> Your assignment: Reproduce each entry below exactly, without omitting any.

Referring expression pointing data
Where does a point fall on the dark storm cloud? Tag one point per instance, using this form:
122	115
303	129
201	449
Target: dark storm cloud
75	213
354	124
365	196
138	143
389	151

> Task solution:
Where does a point fall on the dark storm cloud? Tag one point per instance, using this form:
122	115
303	129
201	449
Target: dark storm cloud
75	213
354	124
365	196
138	143
389	151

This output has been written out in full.